*** RECORDS FOR PROCESSING ***

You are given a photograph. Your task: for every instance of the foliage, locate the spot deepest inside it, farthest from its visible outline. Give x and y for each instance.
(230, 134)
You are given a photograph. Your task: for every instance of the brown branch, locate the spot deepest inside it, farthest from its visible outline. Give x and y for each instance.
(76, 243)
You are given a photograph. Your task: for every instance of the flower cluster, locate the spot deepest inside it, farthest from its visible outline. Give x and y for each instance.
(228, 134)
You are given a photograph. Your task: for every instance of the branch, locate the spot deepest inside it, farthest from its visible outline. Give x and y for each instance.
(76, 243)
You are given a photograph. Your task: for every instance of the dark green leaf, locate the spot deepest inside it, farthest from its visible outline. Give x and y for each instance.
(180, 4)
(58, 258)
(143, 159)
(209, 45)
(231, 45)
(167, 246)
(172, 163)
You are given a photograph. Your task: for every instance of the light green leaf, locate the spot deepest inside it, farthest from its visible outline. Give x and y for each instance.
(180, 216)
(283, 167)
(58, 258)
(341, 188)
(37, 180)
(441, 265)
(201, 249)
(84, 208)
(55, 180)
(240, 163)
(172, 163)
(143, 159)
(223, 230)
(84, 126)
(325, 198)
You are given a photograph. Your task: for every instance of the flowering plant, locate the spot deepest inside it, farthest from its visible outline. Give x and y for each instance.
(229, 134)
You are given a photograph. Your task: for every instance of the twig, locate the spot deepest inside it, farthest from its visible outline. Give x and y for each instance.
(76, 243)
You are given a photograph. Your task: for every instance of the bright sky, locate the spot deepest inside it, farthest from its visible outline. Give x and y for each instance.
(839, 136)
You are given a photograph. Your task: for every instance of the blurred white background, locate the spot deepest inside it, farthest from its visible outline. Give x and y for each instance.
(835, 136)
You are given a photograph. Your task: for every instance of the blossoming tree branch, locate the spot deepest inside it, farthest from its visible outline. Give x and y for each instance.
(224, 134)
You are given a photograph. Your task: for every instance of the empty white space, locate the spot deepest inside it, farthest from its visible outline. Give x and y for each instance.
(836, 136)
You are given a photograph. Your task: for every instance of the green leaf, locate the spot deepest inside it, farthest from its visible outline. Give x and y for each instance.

*** End of RECORDS FOR PROCESSING ***

WHAT IS EXPECTED:
The entire listing above should be returned exactly as written.

WRITTEN SOLUTION:
You are given a photograph. Your task: for every instance of the foliage, locate the spot deepest inside it, farthest from its visible outline. Give x and y for each instance.
(230, 134)
You are given a photograph. Your task: for every instance of the brown branch, locate the spot deepest inside it, farthest from its visible outline. Give x and y for each instance.
(76, 243)
You are given a photograph. Your task: for every instance of the flower cluster, locate the spot deepest inside it, farthest from its visible outline. Give x and y for each instance.
(228, 134)
You are given a photograph. Your task: for every instance of the branch, locate the spot deepest inside it, farthest from its visible outline. Give x and y for each instance.
(76, 243)
You are given a photograph. Your task: for every instance of the dark green leaf, locate the spot deepest inside it, farthest from its visible outline. Give x and y for each instance.
(180, 4)
(58, 258)
(143, 159)
(209, 45)
(231, 45)
(167, 246)
(172, 163)
You are given a photograph. Your task: for every instance of the light green leaf, locate the spot deepest inside it, farthest from its visible outline. Give x and y for each instance.
(180, 216)
(283, 167)
(58, 258)
(341, 188)
(37, 180)
(441, 265)
(201, 249)
(84, 208)
(55, 180)
(240, 163)
(172, 163)
(143, 159)
(223, 230)
(84, 126)
(325, 198)
You are given a photograph. Your task: for every instance of the flowering plant, locate the spot deepest inside it, farthest from its visible outline. Give x and y for each instance.
(229, 134)
You are given a photograph. Your task: for every instance of the twig, locate the spot deepest inside it, farthest from its visible outline. Give x and y for each instance.
(76, 243)
You are given a photograph. Your task: for every instance of the bright sky, locate the spot deepest inside it, farthest from its visible outline. Give x and y for each instance.
(839, 136)
You are given a photograph. Your task: for every instance of the blurred white background, locate the spot deepest inside it, farthest from its visible outline. Give x and y for each instance.
(835, 136)
You are given a photograph. Your task: for every instance of the blossoming tree branch, locate the spot deepest inside it, farthest from its visible outline. Give x and y for each instance.
(224, 134)
You are given a photograph. Your task: for every instance of the empty white space, locate the spot deepest inside it, farthest from its visible outline. Give x and y for each instance.
(836, 136)
You are given a photograph. Your task: for every instance of the green leaf, locate the spot deepest inside it, farthest from its visible outline. Give x and y for each instance.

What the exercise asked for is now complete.